**Texto seleccionado:**
= = =

No deja de ser irónico que el apellido del fanático que atacó a Salman Rushdie sea Matar, aunque, claro, el apelativo es libanés y solo en nuestra lengua tiene un significado deletéreo, así como el que Rushdie, si se divide en dos palabras, rush y die, en inglés expresaría una figura retórica funesta, digamos, morir de prisa.
No obstante, en el caso de Salman, el apellido lo explica en sus Memorias Joseph Anton: atosigado por un nombre extenso e intrincado como trabalenguas, su padre lo abrevió adoptando un nuevo apelativo en honor al erudito del siglo XII Ibn Rushd. Médico, filósofo, astrónomo y maestro en leyes islámicas, el hispanoárabe Rushd, mejor conocido como Averroes, tradujo y comentó a Aristóteles, y gran parte de su obra fue prohibida, lo que también llama un poco la atención por el extraño efecto (o karma) de los nombres. Y es que, si Averroes fue un empeñoso defensor del racionalismo ante el literalismo islámico, mientras que su filosofía, entre otras ideas de vanguardia en aquella época remota, postulaba la dualidad del alma a través del intelecto, le valió que quemaran sus libros y lo condenaran al exilio, su metafórico descendiente Salman, ocho siglos después, también ha padecido el linchamiento, la persecución, el cautiverio, la hoguera y la sentencia de muerte que el tal Matar intentó cumplir el viernes 12, durante una presentación en un centro educativo de Chautauqua, Nueva York.
A más de treinta años de la fatwa (ordenanza o mandato religioso que no precisamente se refiere a la pena capital) que el ayatolá Jomeiní emitió por la publicación de Los versos satánicos, podía pensarse que con el paso del tiempo, y sobre todo, por el progreso de las generaciones, el mandamiento formulado desde Irán perdería ímpetu en relación con el castigo extremo, quizá porque, de un modo u otro, el hambre de venganza, el frenesí de aniquilación no estaba del todo insatisfecho: asesinaron al traductor de Los versos satánicos en Japón; golpearon al traductor italiano en Milán; atentaron contra el editor noruego William Nygaard; estallaron bombas en algunas librerías; atacaron un hotel de Turquía de atroces consecuencias, cuando unos fanáticos protestaban en contra del traductor Aziz Nesin.
Sin embargo, el extremismo nunca olvida. Su memoria no se perpetúa en el credo, se transmite de uno a otro. El odio transita como una estafeta olímpica, en esa pista donde el fin de la carrera es la muerte de un simple escritor, pese a que ahí no solo compiten los devotos radicales sino los cazarrecompensas.
Rushdie ha pagado más de lo que creen sus enemigos. Hasta aquellos tiempos convulsos en que Jomeiní le lanzó la fatwa, era un novelista respetado. Su primer libro, Hijos de la medianoche, obtuvo el premio Booker, a manera de retribución por muchos años de intentos fallidos en el reñido ring de las letras inglesas. Sin embargo, la vida corre el riesgo de evaporarse rápidamente, cuando un hombre, en su insignificancia, lucha contra los enemigos del pensamiento y la palabra escrita, porque de algo estoy seguro: ninguno de sus posibles sicarios ha leído (o leerá) Los versos satánicos. Repudian un relato que desconocen. Maldicen las ideas que ignoran por completo. Injurian a los personajes que jamás han contemplado desde su propia imaginación.
El fallido asesinato de Salman Rushdie es algo más que un ataque a la libertad de expresión. Es un asalto a la libertad de creación. Pensar, imaginar, concebir. El único derecho sagrado y universal.

= = =

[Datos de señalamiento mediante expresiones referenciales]
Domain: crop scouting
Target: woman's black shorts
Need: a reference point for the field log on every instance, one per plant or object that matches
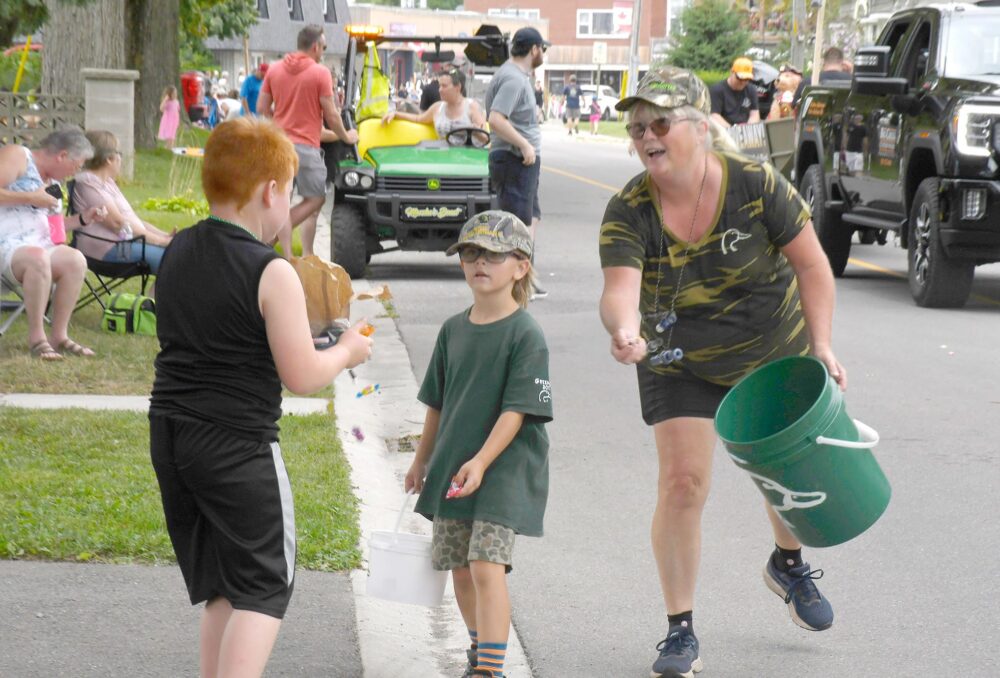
(228, 505)
(665, 396)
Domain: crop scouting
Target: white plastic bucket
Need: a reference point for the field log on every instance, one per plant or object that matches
(399, 567)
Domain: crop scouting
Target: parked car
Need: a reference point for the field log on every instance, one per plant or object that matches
(911, 147)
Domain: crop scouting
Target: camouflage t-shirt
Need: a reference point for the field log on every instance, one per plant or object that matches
(738, 305)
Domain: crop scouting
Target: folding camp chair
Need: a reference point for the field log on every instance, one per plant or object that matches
(9, 307)
(12, 302)
(108, 275)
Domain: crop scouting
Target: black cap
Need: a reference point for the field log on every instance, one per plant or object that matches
(529, 36)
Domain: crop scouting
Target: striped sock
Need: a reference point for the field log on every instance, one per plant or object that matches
(491, 656)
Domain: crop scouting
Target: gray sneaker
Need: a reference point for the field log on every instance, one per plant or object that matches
(809, 608)
(470, 667)
(678, 655)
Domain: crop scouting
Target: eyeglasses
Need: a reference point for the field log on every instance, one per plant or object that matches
(472, 254)
(660, 127)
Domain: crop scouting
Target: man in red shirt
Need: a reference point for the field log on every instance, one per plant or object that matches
(298, 93)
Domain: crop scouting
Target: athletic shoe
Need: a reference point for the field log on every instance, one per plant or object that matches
(809, 608)
(471, 665)
(678, 655)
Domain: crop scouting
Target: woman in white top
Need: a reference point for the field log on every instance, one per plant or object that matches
(452, 112)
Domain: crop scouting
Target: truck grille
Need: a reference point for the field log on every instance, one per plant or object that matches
(448, 184)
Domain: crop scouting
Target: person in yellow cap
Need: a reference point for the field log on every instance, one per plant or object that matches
(734, 100)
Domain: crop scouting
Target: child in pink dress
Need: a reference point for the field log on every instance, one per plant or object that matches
(170, 107)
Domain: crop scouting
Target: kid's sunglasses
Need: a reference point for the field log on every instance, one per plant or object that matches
(472, 254)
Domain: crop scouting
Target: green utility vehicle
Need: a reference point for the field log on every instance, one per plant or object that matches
(401, 187)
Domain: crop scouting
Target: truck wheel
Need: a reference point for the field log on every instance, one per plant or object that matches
(833, 235)
(935, 280)
(347, 225)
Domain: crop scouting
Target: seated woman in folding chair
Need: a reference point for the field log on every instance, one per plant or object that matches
(27, 254)
(96, 187)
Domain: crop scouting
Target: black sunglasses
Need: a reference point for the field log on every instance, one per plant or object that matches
(472, 254)
(660, 127)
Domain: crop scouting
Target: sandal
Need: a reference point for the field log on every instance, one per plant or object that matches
(43, 351)
(73, 348)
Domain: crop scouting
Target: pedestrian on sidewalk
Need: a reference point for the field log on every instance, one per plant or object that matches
(298, 93)
(481, 466)
(515, 154)
(711, 268)
(595, 115)
(231, 320)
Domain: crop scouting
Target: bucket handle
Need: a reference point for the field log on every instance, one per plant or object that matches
(402, 509)
(869, 434)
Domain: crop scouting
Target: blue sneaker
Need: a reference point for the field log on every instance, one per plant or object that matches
(809, 608)
(678, 655)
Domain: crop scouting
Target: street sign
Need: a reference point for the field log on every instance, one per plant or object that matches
(600, 53)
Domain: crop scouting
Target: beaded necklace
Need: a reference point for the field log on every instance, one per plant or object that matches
(230, 223)
(664, 322)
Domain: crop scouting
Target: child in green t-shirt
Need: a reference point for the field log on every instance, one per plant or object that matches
(482, 463)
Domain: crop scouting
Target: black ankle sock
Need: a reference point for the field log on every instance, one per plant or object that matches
(785, 559)
(681, 618)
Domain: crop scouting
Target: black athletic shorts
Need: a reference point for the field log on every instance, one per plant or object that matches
(228, 505)
(665, 396)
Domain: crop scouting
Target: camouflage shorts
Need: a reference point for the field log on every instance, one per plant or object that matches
(456, 542)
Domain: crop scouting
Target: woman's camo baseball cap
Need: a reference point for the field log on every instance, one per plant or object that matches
(669, 87)
(494, 230)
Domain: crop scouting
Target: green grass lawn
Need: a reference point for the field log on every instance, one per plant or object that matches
(78, 485)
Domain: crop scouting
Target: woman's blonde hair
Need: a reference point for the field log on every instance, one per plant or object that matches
(524, 286)
(718, 138)
(105, 147)
(243, 153)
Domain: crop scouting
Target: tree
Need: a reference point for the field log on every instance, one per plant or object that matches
(23, 17)
(709, 37)
(143, 35)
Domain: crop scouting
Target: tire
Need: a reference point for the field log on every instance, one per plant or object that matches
(833, 234)
(347, 230)
(935, 280)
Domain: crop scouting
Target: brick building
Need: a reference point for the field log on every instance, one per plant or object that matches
(576, 25)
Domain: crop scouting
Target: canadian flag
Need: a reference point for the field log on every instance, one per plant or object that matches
(622, 17)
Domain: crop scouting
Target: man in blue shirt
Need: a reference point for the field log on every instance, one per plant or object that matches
(251, 89)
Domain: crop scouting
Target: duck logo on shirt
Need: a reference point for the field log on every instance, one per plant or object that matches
(545, 390)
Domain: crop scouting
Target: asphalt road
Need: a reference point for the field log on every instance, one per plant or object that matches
(915, 595)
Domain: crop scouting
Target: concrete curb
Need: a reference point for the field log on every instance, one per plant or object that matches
(433, 640)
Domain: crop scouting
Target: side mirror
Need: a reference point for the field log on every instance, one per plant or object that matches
(490, 50)
(872, 62)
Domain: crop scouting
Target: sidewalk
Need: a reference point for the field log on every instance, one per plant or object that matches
(66, 619)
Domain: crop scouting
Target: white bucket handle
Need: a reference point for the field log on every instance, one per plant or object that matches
(402, 509)
(869, 434)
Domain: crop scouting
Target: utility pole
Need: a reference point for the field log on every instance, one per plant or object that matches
(818, 45)
(798, 56)
(633, 56)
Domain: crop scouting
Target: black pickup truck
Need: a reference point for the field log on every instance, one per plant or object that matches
(912, 146)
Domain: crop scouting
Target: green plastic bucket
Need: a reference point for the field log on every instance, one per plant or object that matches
(786, 425)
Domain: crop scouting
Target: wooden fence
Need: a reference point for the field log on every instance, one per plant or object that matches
(26, 118)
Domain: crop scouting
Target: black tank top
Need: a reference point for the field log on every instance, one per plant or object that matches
(215, 364)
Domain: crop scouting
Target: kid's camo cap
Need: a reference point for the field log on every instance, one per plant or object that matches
(494, 230)
(669, 87)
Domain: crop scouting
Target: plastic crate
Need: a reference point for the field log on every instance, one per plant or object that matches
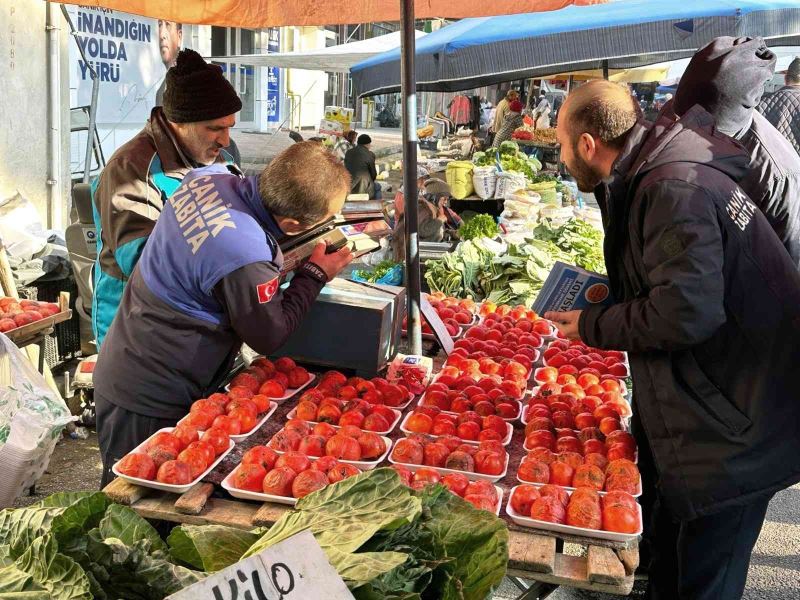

= = =

**Problema A:** Según el texto sobre Rushdie, ¿por qué el padre de Salman cambió el apellido familiar y en honor a quién eligió el nuevo?
**Problema B:** Reproduce del texto sobre Rushdie el fragmento que comienza con "Rushdie ha pagado" y continúa hasta "su propia imaginación.".
**Problema C:** Indica si cada afirmación concuerda con el texto sobre Rushdie, respondiendo sí o no y citando las palabras del texto que lo deciden: (i) La primera novela de Rushdie, Hijos de la medianoche, ganó el premio Booker. (ii) El traductor italiano de Los versos satánicos fue asesinado en Milán. (iii) El ataque contra Rushdie ocurrió durante una presentación en Chautauqua, Nueva York.

**Resultado del ejercicio A:** Lo cambió porque estaba atosigado por un nombre extenso e intrincado como trabalenguas, así que lo abrevió. Adoptó el nuevo apelativo en honor al erudito del siglo XII Ibn Rushd, mejor conocido como Averroes.

**Resultado del ejercicio B:**
Rushdie ha pagado más de lo que creen sus enemigos. Hasta aquellos tiempos convulsos en que Jomeiní le lanzó la fatwa, era un novelista respetado. Su primer libro, Hijos de la medianoche, obtuvo el premio Booker, a manera de retribución por muchos años de intentos fallidos en el reñido ring de las letras inglesas. Sin embargo, la vida corre el riesgo de evaporarse rápidamente, cuando un hombre, en su insignificancia, lucha contra los enemigos del pensamiento y la palabra escrita, porque de algo estoy seguro: ninguno de sus posibles sicarios ha leído (o leerá) Los versos satánicos. Repudian un relato que desconocen. Maldicen las ideas que ignoran por completo. Injurian a los personajes que jamás han contemplado desde su propia imaginación.

**Resultado del ejercicio C:**
(i) Sí: "Su primer libro, Hijos de la medianoche, obtuvo el premio Booker".
(ii) No: "golpearon al traductor italiano en Milán".
(iii) Sí: "durante una presentación en un centro educativo de Chautauqua, Nueva York".